----- Given records -----

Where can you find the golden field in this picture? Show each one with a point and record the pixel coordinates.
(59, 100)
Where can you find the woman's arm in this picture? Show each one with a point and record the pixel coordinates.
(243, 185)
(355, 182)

-----

**Stated exercise:**
Can you write out all of the records above word for word, leaving every line unchanged?

**Worked answer:**
Where can you find the golden field in this picture? Show each one with a point and record the pixel coordinates.
(59, 100)
Where can you find the woman's arm in this picture? Show each one with a point and record the pixel coordinates.
(243, 185)
(355, 182)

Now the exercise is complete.